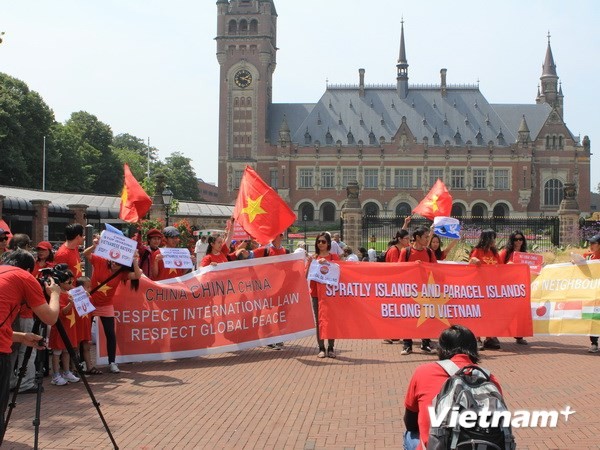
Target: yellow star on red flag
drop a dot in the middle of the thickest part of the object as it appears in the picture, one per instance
(254, 208)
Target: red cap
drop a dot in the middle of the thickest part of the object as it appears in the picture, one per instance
(44, 245)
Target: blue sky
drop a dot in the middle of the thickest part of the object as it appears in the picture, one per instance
(148, 67)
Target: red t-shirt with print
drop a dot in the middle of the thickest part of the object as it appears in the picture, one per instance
(16, 285)
(104, 295)
(426, 383)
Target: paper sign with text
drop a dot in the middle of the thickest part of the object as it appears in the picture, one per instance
(223, 308)
(81, 300)
(326, 273)
(419, 300)
(177, 258)
(116, 247)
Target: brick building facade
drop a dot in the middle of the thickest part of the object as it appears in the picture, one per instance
(395, 140)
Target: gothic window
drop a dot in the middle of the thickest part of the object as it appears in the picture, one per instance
(327, 178)
(501, 179)
(372, 138)
(328, 212)
(553, 192)
(371, 178)
(253, 26)
(479, 179)
(307, 211)
(403, 209)
(348, 175)
(457, 178)
(403, 178)
(371, 209)
(232, 27)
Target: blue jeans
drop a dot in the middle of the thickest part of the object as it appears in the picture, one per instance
(411, 440)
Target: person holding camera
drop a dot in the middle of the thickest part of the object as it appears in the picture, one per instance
(17, 284)
(108, 274)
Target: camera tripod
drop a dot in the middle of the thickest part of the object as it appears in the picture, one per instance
(38, 327)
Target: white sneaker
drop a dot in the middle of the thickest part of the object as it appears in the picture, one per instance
(58, 380)
(68, 375)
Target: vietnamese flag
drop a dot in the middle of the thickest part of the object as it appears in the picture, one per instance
(438, 202)
(260, 210)
(135, 203)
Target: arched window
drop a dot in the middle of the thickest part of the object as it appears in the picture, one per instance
(232, 27)
(500, 211)
(328, 212)
(253, 26)
(307, 212)
(553, 192)
(403, 209)
(458, 210)
(371, 209)
(479, 210)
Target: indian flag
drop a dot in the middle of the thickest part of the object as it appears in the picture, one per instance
(567, 310)
(590, 312)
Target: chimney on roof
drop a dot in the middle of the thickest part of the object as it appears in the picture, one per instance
(443, 81)
(361, 82)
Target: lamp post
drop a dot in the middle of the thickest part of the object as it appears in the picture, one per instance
(304, 227)
(167, 197)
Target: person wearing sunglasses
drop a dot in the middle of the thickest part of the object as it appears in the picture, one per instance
(516, 243)
(322, 255)
(3, 241)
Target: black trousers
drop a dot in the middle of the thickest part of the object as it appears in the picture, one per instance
(321, 342)
(108, 323)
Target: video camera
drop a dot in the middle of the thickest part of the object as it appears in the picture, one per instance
(59, 273)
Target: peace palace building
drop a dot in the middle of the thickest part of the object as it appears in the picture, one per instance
(395, 140)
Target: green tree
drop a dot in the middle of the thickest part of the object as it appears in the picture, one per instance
(24, 121)
(180, 177)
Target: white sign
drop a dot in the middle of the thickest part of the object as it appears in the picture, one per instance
(81, 300)
(116, 247)
(326, 273)
(177, 258)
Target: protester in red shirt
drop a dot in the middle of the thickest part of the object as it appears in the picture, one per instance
(56, 343)
(218, 247)
(457, 344)
(322, 255)
(159, 271)
(17, 284)
(417, 252)
(594, 255)
(485, 252)
(107, 275)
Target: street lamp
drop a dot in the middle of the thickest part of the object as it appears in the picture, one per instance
(304, 227)
(167, 197)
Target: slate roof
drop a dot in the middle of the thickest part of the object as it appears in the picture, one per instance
(99, 205)
(464, 109)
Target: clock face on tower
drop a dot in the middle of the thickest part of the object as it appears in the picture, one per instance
(242, 78)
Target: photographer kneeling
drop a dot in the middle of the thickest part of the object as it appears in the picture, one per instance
(18, 284)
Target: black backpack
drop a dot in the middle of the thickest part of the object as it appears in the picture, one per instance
(468, 389)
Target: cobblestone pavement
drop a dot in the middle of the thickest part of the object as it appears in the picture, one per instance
(263, 398)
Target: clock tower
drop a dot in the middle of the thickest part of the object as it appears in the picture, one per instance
(246, 52)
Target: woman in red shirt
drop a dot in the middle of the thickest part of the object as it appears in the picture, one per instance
(322, 255)
(485, 252)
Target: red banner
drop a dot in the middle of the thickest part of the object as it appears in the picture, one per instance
(217, 309)
(419, 300)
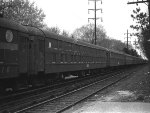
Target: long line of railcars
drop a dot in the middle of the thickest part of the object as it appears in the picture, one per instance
(29, 55)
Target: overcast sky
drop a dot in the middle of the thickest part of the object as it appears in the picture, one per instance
(72, 14)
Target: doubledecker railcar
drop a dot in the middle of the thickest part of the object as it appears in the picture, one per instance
(31, 56)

------------------------------------------------------------------------

**What is being asked**: Return the listing above unaltered, omitting its pictures.

**Completed exercise**:
Target: yellow star on red flag
drop a dot in the middle of the thickest part of the object as it appears in the picture, one per instance
(254, 208)
Target: red cap
drop a dot in the middle of the thickest part of the object as it appears in the picture, one per instance
(44, 245)
Target: blue sky
drop a dot in the middle of the thickest part of the object as it appears in the picture, one per instance
(148, 67)
Target: red t-shirt with print
drop a dot in the middle of the thickest part of the object as it appears in the picture, one per instance
(16, 285)
(104, 295)
(426, 383)
Target: paper sign with text
drop a dot in the middle of the thickest part of the object as it appears in the picture, one per instance
(223, 308)
(81, 300)
(326, 273)
(419, 300)
(177, 258)
(116, 247)
Target: brick building facade
drop a dot in the middle of the thickest part of the object as it appears in the picture, one per instance
(395, 140)
Target: gothic window
drop a dot in the middle of the thickest part of the object as it appears in the picture, one per instance
(327, 178)
(501, 179)
(372, 138)
(328, 212)
(553, 192)
(371, 178)
(253, 26)
(479, 179)
(307, 211)
(403, 209)
(348, 175)
(457, 178)
(403, 178)
(371, 209)
(232, 27)
Target: blue jeans
drop a dot in the middle of the thickest part of the object as it appears in the picture, one per instance
(411, 440)
Target: person holding camera
drop a dot in the middle of the thickest part of the object as it appears in the picture, one per instance
(17, 284)
(108, 274)
Target: camera tripod
drop a dot in the middle of the thickest part of the object as it appears in the picture, one per instance
(38, 327)
Target: white sneaker
drop a dot in the middle of the thickest part of the object as it appears in the picture, one per instance
(58, 380)
(68, 375)
Target: vietnamese flag
drop a dot in the middle of the thickest part of the object as it appears in the picture, one per instance
(438, 202)
(260, 210)
(135, 203)
Target: arched window
drop a dot in the middle of the thickest part of the object as it appears in the picture, one per instance
(232, 27)
(500, 211)
(328, 212)
(253, 26)
(307, 212)
(553, 192)
(403, 209)
(458, 210)
(371, 209)
(479, 210)
Target: indian flag
drop a dot in the middle of the thickest part of the object as it appears in the picture, one per instance
(567, 310)
(590, 312)
Target: chimney on roof
drop a dot in the middle of the thickest part of the object as it appears in the picture, one per instance
(443, 81)
(361, 82)
Target: lamp post
drop a dot in the middle of the thickest part of the object as it appears in the picture, one per instance
(304, 227)
(167, 197)
Target: person wearing sunglasses
drop a dot in the middle of the thickest part of the object as it appears in the picture, one per instance
(516, 243)
(322, 255)
(3, 241)
Target: black trousers
drop a dot in the middle of the thickest part of the object as it appears in the picture, one per instance
(321, 342)
(108, 323)
Target: video camera
drop a dot in the middle of the thickest part of the object as it appears in the picture, one per instance
(59, 273)
Target: peace palace building
drop a dot in the middle of the thickest part of the object as it appears in the picture, one per instance
(395, 140)
Target: green tree
drop a dot in the middle of the thickest part of the object as it appears in the picture, one per instance
(24, 121)
(180, 177)
Target: white sign
drop a dot in the middle of the thickest part of the object as it appears in the picture, one per instance
(81, 300)
(116, 247)
(326, 273)
(177, 258)
Target: protester in red shirt
drop a dot in the middle of the thickest part of the object as it appears in the picture, one per instance
(56, 343)
(218, 247)
(457, 344)
(322, 255)
(159, 271)
(17, 284)
(417, 252)
(594, 255)
(485, 252)
(107, 275)
Target: street lamp
drop a dot in the middle of the thickest part of the object as it appears in the picture, one per instance
(304, 227)
(167, 197)
Target: slate roof
drop a dot in the middle of the thickest part of the object as it appears in the picture, one per instance
(99, 205)
(464, 109)
Target: clock face on tower
drop a dot in the middle of the thickest part of the object as it appears in the picture, one per instance
(242, 78)
Target: photographer kneeling
drop a dot in the middle of the thickest part of the object as it appears in the picture, one per instance
(18, 284)
Target: black backpack
drop a dot in the middle of the thickest part of the object as it appears in the picture, one per instance
(468, 389)
Target: cobblestone pavement
drop a dot in the middle of the thickest part of the object as it appears in the picture, one per instance
(263, 398)
Target: clock tower
drop a dot in the middle of the thickest part of the object as it appears in the picture, one per instance
(246, 52)
Target: woman in red shirt
drop a dot in the middle of the thickest part of the object as it appears in the picture, one per instance
(322, 255)
(485, 252)
Target: red banner
drop a dot in the middle of the thickest part of the object as it appears in the picture, one per instance
(217, 309)
(419, 300)
Target: long line of railcars
drop a dot in the middle of the thickest part of the object as it appears in the picture, one per instance
(29, 55)
Target: overcast sky
drop a dot in the middle of the thickest part of the object as it appears in the picture, one per instance
(72, 14)
Target: doubledecker railcar
drop a dot in the middle of the thickest part of the object as it appears in the picture, one per instance
(31, 56)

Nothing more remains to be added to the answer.